→ Instructions to follow:
Look through the data below and extract, unchanged, the lines from the one that contains "Query: black mask with feathers" to the one that contains "like [(271, 305)].", both included.

→ Dataset excerpts:
::::

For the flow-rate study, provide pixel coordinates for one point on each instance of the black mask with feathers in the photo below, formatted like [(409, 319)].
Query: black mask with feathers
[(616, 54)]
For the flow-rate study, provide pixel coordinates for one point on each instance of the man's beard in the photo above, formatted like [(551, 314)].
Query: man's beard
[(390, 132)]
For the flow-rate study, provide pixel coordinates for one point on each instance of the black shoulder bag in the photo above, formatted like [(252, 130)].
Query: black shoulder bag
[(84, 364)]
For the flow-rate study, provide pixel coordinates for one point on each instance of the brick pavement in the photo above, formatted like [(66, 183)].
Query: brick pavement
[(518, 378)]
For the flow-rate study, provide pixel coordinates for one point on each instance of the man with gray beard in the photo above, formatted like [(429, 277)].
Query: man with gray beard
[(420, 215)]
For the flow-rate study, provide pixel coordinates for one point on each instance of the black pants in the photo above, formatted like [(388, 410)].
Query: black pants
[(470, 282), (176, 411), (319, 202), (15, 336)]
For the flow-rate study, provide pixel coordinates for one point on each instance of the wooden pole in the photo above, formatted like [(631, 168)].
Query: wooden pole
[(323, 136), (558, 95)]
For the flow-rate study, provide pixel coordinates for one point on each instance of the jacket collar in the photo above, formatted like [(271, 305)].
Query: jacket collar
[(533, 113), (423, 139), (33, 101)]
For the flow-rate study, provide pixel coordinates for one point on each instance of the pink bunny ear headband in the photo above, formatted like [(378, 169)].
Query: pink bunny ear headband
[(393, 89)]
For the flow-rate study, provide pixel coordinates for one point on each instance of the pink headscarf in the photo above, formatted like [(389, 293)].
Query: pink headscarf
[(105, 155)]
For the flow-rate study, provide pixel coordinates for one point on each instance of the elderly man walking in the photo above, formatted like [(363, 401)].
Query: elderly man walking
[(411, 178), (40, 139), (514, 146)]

::::

→ Response to the task:
Query: black mask with feathers
[(616, 54)]
For the flow-rate study, provide pixel coordinates for one point on each instance of the man's beard in the photo above, formatted like [(551, 314)].
Query: man's beard
[(390, 132)]
For the flow-rate study, provide pixel coordinates for one point on each instance of the black shoulder bag in the photo above, formatted like [(252, 130)].
Query: black shoulder bag
[(84, 364)]
For the flow-rate study, provide pixel coordinates for one point on each instance of the brick pavement in the photo above, formatted like [(66, 183)].
Query: brick pavement
[(518, 378)]
For the flow-rate study, provide pixel coordinates for one point on each instance of the man with gray beard in the photo above, formatted like [(429, 277)].
Query: man with gray beard
[(420, 215)]
For the flow-rate study, provide pixel coordinates for one point on each instance of the black pants in the photo above, formatted like [(388, 410)].
Query: black pants
[(470, 282), (176, 411), (319, 202), (15, 336)]
For the flow-rate study, provide pixel coordinates for one point on each instance of the wooden pole in the photo above, formatted like [(631, 168)].
Query: wooden pole
[(323, 136), (558, 95)]
For the flow-rate study, provide pixel coordinates for one point on each instance of the jacket collar in the photo above, formatted like [(271, 305)].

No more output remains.